Source material START

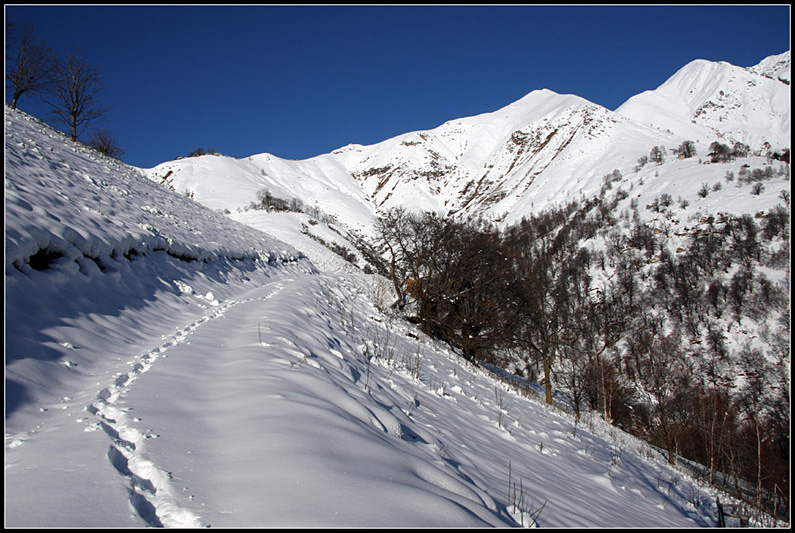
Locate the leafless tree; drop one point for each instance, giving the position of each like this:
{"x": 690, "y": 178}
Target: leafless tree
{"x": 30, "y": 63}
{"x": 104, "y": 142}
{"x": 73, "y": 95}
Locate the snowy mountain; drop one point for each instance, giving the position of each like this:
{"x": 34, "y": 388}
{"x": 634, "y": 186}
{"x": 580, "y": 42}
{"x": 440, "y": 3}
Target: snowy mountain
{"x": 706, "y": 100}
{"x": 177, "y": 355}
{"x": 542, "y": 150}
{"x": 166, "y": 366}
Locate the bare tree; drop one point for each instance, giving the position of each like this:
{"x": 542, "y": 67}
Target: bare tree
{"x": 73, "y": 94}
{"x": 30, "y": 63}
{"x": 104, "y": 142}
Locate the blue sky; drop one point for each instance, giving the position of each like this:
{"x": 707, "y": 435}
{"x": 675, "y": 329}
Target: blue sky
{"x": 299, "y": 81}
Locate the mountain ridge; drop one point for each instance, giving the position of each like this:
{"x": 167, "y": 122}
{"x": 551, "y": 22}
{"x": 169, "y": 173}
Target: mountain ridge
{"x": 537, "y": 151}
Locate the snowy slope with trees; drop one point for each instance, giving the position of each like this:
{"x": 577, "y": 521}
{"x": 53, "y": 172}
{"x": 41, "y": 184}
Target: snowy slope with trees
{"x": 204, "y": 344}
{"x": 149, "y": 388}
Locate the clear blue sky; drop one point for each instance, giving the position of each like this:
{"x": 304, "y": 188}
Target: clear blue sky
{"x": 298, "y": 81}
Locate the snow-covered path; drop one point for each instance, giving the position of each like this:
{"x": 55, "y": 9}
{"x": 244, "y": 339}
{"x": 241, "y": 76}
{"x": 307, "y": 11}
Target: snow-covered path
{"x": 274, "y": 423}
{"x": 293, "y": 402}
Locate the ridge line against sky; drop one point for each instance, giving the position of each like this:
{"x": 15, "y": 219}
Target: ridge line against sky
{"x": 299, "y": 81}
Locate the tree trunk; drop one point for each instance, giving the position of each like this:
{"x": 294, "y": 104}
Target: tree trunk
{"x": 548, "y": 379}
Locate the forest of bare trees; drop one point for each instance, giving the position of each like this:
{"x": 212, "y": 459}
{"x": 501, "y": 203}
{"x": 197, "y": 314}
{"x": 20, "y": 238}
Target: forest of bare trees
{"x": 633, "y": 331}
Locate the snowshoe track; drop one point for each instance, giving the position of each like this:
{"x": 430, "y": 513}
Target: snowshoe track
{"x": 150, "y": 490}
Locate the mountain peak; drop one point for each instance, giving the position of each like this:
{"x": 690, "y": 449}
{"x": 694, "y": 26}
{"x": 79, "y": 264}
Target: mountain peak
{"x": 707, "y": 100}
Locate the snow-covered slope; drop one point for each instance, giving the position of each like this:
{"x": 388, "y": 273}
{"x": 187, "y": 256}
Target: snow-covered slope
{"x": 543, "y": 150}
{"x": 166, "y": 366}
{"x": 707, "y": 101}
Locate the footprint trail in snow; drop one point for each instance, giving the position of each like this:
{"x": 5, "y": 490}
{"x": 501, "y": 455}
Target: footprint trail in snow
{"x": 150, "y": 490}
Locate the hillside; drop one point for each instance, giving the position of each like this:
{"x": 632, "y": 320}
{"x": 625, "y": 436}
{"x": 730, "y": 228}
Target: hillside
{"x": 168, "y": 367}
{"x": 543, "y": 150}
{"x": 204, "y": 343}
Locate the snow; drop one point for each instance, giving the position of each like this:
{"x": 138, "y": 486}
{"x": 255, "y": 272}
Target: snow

Source material END

*What you will do:*
All of the entries above should be duplicated exactly, except for the pictures.

*Task answer:*
Locate the leafless tree; drop one point for each instance, giving the position of each like this:
{"x": 690, "y": 178}
Target: leafless tree
{"x": 30, "y": 63}
{"x": 104, "y": 142}
{"x": 73, "y": 95}
Locate the snowy mountain; drop one point for each instance, giving the position of each like this:
{"x": 34, "y": 388}
{"x": 634, "y": 186}
{"x": 580, "y": 42}
{"x": 440, "y": 3}
Target: snowy mountain
{"x": 706, "y": 100}
{"x": 177, "y": 355}
{"x": 542, "y": 150}
{"x": 166, "y": 366}
Locate the bare tree; drop one point for each instance, giving the position of each like this:
{"x": 542, "y": 67}
Target: bare tree
{"x": 73, "y": 94}
{"x": 30, "y": 63}
{"x": 104, "y": 142}
Locate the blue sky; drop one point for each instance, giving the position of each like this:
{"x": 707, "y": 435}
{"x": 675, "y": 329}
Target: blue sky
{"x": 299, "y": 81}
Locate the mountain ridge; drop one point for each instance, giving the position of each like this:
{"x": 167, "y": 122}
{"x": 551, "y": 22}
{"x": 169, "y": 173}
Target: mountain ridge
{"x": 537, "y": 151}
Locate the snowy slope with trees; drop one point for each instance, giving the position of each like this:
{"x": 577, "y": 521}
{"x": 53, "y": 172}
{"x": 41, "y": 184}
Target: snowy slope with trees
{"x": 204, "y": 344}
{"x": 149, "y": 388}
Locate the clear blue sky; drop one point for each instance, giving the position of each like this:
{"x": 304, "y": 188}
Target: clear blue sky
{"x": 298, "y": 81}
Locate the snow-covered path; drop one point for each instance, giving the position of each like this:
{"x": 55, "y": 9}
{"x": 244, "y": 339}
{"x": 241, "y": 76}
{"x": 307, "y": 11}
Target: snow-covered path
{"x": 274, "y": 423}
{"x": 293, "y": 402}
Locate the ridge line against sky; drop one point for each instance, giving the position of each like this:
{"x": 15, "y": 219}
Target: ridge line against sky
{"x": 299, "y": 81}
Locate the tree trunk; drop one point for each instance, giving the position of each like this:
{"x": 294, "y": 104}
Target: tree trunk
{"x": 548, "y": 379}
Locate the forest of bare trees; drop one point for each instance, giving the position of each like this:
{"x": 212, "y": 459}
{"x": 501, "y": 203}
{"x": 197, "y": 314}
{"x": 20, "y": 238}
Target: forest of bare trees
{"x": 633, "y": 331}
Locate the snowshoe track; drop one point for each instance, giving the position of each like this:
{"x": 430, "y": 513}
Target: snowshoe track
{"x": 150, "y": 490}
Locate the mountain peak; drop one point for each instance, giving the position of each like this:
{"x": 690, "y": 449}
{"x": 694, "y": 26}
{"x": 79, "y": 264}
Target: mountain peak
{"x": 707, "y": 100}
Locate the snow-covered slope; drop one point for each instance, giving the position of each like this:
{"x": 388, "y": 273}
{"x": 187, "y": 256}
Target: snow-covered slope
{"x": 543, "y": 150}
{"x": 166, "y": 366}
{"x": 707, "y": 101}
Locate the footprint trail in snow; drop one point for each instance, giving the position of each like this:
{"x": 5, "y": 490}
{"x": 501, "y": 455}
Target: footprint trail in snow
{"x": 150, "y": 490}
Locate the hillside; drop one point for each instance, giving the position of each like this:
{"x": 632, "y": 320}
{"x": 625, "y": 436}
{"x": 730, "y": 228}
Target: hillside
{"x": 168, "y": 367}
{"x": 543, "y": 150}
{"x": 204, "y": 343}
Locate the snow; drop one point for each instance, giving the position of each like this:
{"x": 138, "y": 486}
{"x": 255, "y": 272}
Target: snow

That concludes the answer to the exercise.